### Problem requirements:
List every line in this data where the string "tennis" occurs.

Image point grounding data
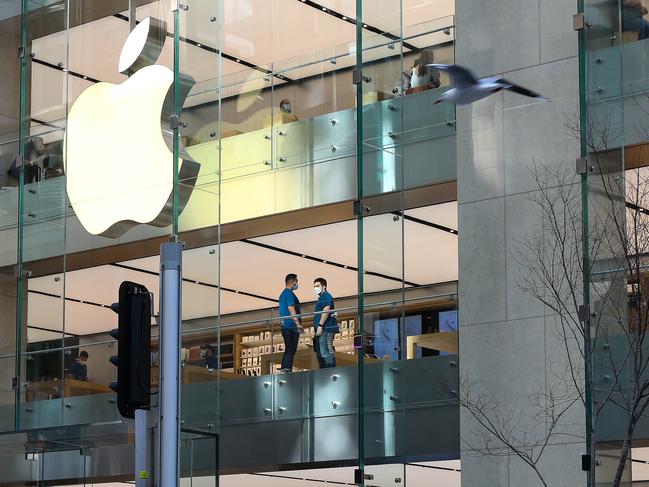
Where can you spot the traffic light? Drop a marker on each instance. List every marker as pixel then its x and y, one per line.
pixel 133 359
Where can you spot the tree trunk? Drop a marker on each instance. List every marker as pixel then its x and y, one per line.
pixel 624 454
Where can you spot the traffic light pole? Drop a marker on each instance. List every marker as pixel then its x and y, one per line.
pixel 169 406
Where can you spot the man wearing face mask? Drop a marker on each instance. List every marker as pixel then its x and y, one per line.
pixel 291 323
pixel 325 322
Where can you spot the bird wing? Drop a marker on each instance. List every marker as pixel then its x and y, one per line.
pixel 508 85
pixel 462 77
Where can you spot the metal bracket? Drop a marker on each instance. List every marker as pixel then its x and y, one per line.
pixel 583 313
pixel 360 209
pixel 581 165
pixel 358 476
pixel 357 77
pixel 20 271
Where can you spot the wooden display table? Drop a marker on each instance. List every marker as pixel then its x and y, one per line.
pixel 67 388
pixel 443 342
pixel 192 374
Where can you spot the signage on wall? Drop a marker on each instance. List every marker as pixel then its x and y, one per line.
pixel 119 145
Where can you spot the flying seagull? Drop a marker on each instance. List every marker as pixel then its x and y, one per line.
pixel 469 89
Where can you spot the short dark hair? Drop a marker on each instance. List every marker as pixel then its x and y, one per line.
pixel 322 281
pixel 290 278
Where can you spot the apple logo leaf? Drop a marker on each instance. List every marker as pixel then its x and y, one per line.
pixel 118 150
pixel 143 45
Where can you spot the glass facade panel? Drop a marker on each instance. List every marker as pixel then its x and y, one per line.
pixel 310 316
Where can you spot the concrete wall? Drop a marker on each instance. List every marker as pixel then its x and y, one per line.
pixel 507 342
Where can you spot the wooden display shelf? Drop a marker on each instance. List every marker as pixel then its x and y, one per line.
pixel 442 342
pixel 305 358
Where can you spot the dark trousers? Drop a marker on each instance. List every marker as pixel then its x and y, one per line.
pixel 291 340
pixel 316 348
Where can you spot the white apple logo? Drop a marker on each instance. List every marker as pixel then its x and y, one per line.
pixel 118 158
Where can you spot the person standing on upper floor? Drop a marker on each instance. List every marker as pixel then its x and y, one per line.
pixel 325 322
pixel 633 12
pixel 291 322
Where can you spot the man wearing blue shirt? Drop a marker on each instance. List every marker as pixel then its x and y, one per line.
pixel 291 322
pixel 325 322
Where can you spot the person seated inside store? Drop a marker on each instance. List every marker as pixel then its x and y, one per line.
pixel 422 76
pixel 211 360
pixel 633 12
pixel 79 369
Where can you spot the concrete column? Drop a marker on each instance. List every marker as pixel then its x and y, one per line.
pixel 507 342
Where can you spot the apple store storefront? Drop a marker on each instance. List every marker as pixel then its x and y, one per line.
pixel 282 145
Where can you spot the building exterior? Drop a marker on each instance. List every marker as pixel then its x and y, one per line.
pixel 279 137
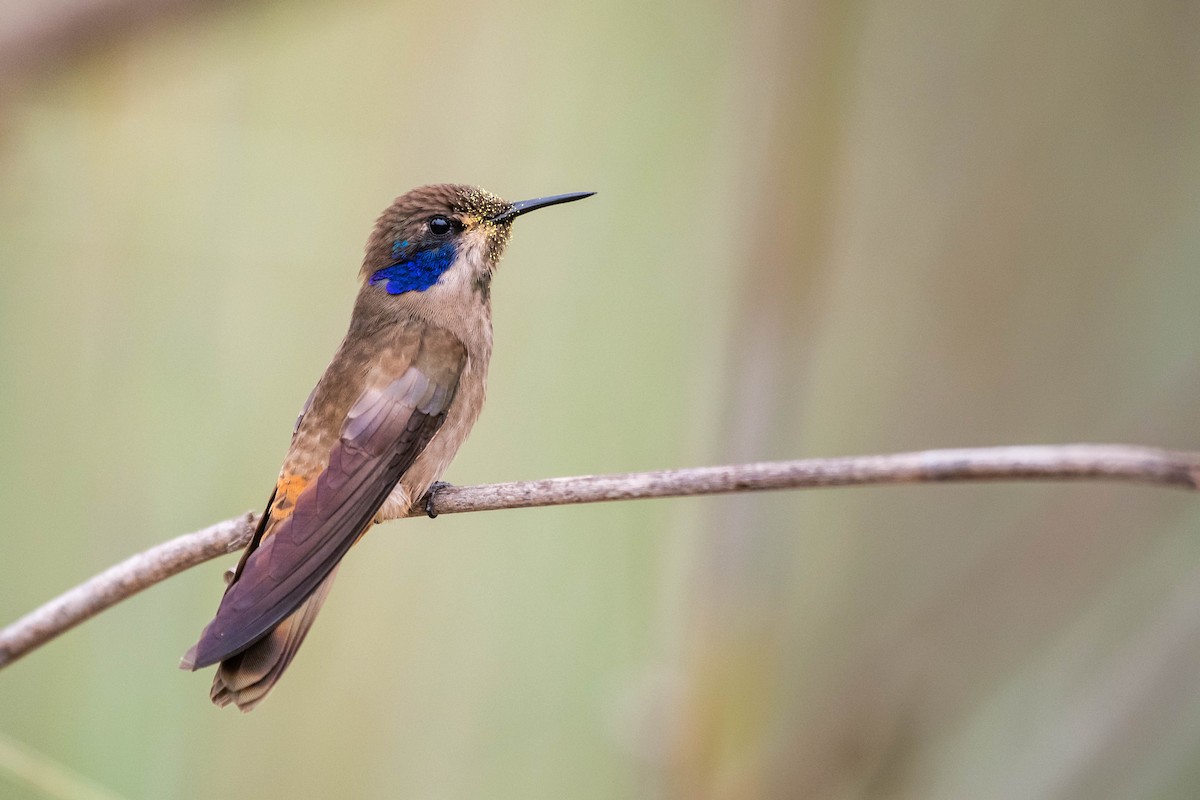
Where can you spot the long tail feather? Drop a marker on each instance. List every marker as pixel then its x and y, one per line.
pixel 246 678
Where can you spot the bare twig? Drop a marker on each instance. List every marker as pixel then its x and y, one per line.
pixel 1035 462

---

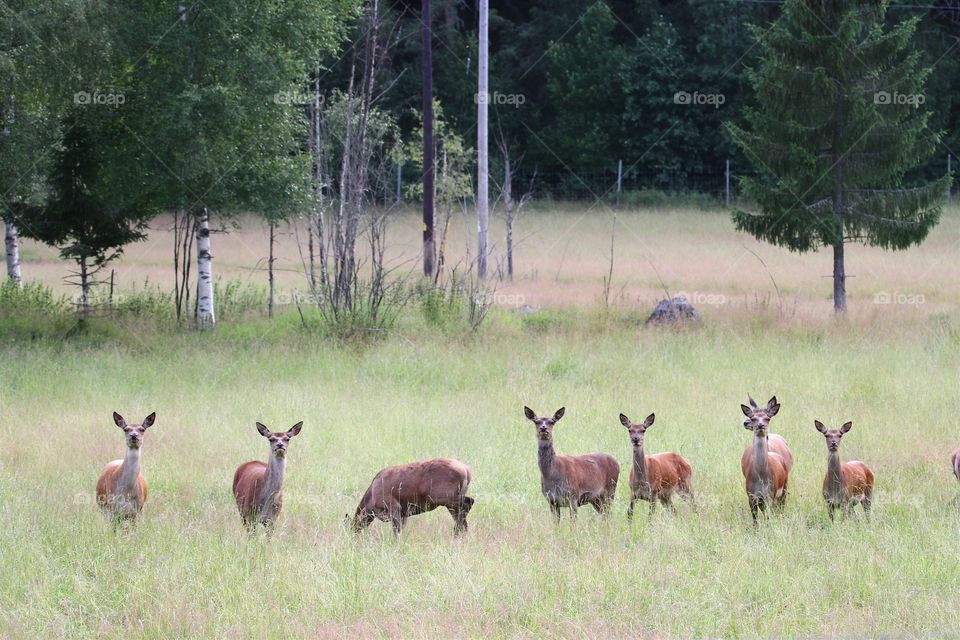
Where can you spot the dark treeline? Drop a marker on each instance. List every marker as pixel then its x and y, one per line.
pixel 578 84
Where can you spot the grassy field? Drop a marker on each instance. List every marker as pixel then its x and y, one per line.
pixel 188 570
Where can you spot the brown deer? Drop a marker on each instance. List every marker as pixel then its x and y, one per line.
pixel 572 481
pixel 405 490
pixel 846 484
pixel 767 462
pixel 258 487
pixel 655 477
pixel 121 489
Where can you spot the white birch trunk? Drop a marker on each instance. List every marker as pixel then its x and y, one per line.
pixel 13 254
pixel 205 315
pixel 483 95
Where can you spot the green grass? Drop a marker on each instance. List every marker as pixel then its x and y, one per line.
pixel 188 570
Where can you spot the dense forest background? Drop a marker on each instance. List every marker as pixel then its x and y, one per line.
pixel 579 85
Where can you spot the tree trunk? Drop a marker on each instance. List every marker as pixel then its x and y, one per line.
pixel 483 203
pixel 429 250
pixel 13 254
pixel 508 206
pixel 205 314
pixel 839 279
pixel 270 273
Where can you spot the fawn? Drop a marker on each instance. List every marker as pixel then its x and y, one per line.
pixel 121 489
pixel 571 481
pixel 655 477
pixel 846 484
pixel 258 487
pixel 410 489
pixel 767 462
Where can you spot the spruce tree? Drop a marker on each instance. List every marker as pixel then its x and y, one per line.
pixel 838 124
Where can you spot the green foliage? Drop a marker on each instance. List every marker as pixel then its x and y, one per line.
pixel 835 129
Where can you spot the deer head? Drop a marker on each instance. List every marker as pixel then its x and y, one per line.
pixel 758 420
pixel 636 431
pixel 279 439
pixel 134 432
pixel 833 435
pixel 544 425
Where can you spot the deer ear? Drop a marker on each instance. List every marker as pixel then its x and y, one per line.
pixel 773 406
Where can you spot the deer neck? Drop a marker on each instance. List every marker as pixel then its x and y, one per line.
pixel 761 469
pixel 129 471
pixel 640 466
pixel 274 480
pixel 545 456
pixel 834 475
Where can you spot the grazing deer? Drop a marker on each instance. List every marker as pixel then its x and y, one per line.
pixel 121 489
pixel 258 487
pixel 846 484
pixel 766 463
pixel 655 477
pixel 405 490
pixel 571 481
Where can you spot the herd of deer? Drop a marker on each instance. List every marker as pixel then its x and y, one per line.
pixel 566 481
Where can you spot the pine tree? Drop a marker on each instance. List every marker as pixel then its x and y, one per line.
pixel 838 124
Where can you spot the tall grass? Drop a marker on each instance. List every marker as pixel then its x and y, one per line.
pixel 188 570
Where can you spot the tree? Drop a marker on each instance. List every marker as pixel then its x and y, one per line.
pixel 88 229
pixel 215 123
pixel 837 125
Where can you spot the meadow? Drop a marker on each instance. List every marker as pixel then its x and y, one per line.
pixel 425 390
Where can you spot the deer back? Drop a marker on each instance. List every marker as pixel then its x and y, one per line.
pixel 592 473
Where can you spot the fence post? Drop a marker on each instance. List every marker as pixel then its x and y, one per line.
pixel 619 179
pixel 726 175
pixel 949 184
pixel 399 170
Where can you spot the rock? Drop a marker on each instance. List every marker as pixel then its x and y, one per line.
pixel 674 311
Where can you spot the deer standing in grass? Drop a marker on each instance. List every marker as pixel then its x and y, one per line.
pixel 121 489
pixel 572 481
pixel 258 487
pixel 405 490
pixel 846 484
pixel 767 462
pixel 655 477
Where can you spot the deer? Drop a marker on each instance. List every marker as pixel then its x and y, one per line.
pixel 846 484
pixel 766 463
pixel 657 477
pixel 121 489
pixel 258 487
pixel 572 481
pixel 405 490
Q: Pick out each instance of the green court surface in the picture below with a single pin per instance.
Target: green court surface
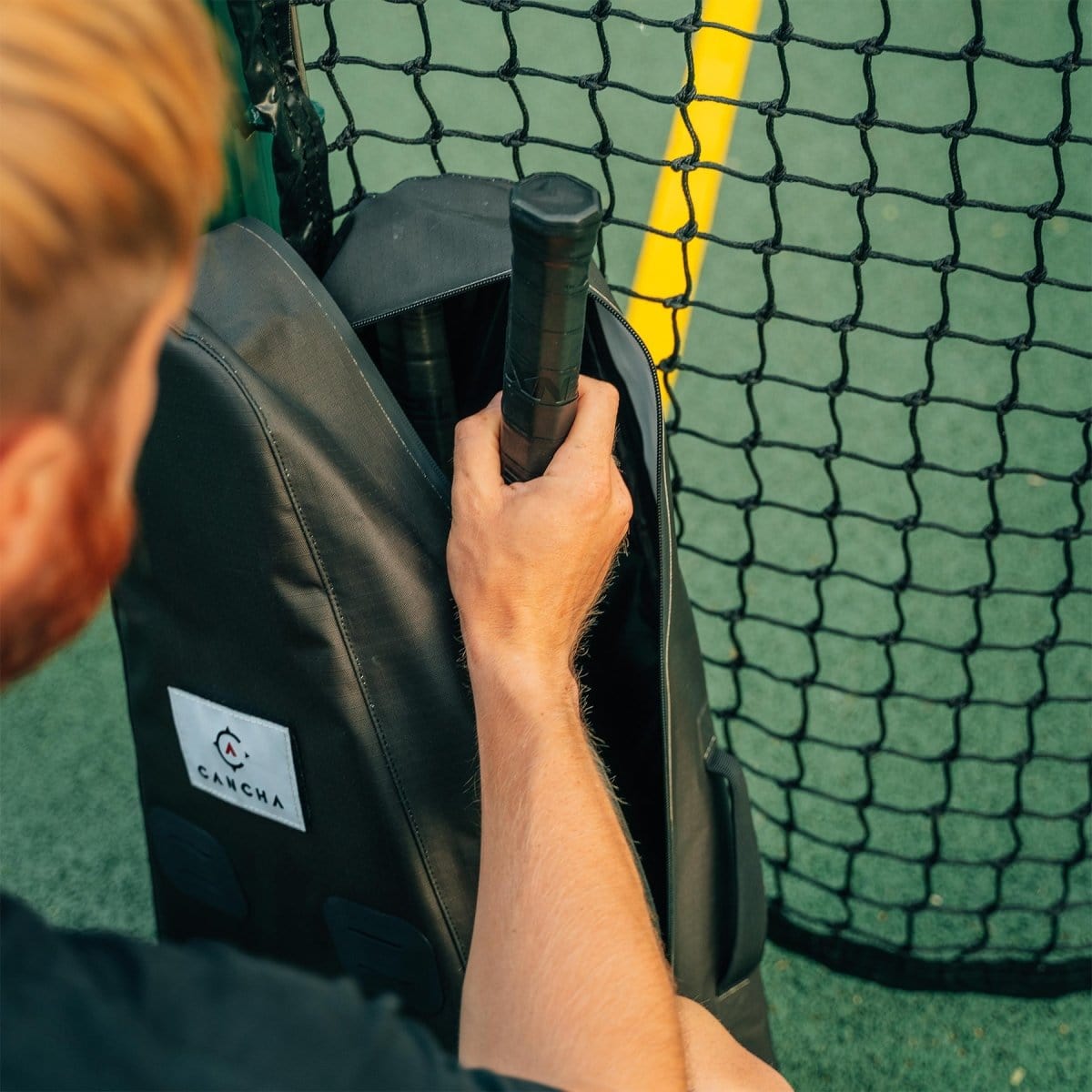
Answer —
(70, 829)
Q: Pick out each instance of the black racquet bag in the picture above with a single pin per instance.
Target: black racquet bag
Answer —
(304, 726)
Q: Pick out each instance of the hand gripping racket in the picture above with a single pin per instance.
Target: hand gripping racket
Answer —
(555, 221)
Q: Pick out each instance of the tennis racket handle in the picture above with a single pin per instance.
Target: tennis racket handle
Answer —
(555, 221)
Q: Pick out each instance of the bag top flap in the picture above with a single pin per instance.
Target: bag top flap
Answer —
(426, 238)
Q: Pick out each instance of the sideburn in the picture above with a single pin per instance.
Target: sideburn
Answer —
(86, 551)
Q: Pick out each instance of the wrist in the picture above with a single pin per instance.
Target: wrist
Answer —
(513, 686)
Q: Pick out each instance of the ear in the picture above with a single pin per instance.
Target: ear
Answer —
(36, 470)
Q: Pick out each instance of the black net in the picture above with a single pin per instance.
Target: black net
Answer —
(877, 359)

...

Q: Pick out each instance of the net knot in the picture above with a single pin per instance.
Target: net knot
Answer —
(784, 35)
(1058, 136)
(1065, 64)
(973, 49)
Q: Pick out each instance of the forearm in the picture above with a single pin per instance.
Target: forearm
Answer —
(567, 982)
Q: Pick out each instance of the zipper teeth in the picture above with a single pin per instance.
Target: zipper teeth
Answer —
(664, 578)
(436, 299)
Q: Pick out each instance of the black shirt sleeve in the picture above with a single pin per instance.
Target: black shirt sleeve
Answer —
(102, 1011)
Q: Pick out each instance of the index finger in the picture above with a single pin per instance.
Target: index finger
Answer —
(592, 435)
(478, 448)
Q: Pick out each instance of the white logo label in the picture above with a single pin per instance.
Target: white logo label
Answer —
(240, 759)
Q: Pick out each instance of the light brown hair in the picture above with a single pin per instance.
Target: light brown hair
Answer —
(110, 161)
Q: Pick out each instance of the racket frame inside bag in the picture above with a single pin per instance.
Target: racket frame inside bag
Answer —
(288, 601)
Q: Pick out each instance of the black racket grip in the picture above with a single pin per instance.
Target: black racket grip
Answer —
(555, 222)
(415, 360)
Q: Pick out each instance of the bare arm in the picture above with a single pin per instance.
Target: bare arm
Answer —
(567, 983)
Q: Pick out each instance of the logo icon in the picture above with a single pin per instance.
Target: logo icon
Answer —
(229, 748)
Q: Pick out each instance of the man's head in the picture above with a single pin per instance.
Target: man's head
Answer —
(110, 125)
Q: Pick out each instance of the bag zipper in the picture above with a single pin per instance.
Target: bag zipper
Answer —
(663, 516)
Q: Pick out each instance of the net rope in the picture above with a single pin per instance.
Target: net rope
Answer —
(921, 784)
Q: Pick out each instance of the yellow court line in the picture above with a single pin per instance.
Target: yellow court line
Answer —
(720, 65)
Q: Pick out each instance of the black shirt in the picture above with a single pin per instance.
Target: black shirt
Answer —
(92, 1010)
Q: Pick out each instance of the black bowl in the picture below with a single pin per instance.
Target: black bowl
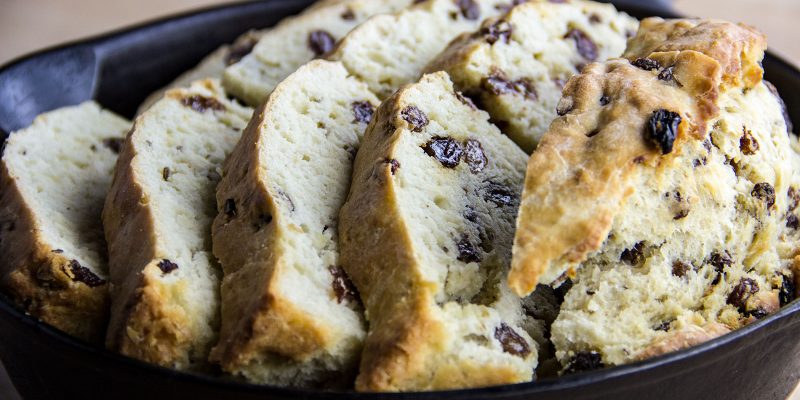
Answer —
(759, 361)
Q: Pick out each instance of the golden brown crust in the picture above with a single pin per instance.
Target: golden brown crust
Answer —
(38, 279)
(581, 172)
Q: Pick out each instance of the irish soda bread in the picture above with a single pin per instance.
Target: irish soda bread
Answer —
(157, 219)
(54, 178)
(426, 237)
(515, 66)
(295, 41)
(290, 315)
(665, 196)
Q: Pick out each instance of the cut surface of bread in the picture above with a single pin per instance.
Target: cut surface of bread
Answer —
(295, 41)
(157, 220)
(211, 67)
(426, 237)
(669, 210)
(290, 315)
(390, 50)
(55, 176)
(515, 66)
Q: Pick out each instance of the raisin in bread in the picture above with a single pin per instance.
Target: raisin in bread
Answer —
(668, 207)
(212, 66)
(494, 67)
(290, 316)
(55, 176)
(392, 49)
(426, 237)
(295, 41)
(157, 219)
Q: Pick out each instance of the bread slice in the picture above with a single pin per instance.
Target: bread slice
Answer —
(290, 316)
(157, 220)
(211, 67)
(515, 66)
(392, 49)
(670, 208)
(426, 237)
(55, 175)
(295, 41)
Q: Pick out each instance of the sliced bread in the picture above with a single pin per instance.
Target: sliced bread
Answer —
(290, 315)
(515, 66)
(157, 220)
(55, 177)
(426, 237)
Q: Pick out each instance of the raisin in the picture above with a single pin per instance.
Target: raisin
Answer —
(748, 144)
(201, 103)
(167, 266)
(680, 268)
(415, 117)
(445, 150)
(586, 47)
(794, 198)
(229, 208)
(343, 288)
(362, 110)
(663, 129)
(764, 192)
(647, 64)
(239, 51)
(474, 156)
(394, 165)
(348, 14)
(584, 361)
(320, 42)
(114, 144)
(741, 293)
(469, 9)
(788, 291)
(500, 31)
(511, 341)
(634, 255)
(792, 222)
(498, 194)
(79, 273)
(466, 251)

### Reply to the task:
Q: Pick out each instance of the tennis racket handle in the picture above with a single pin per instance.
Target: tennis racket handle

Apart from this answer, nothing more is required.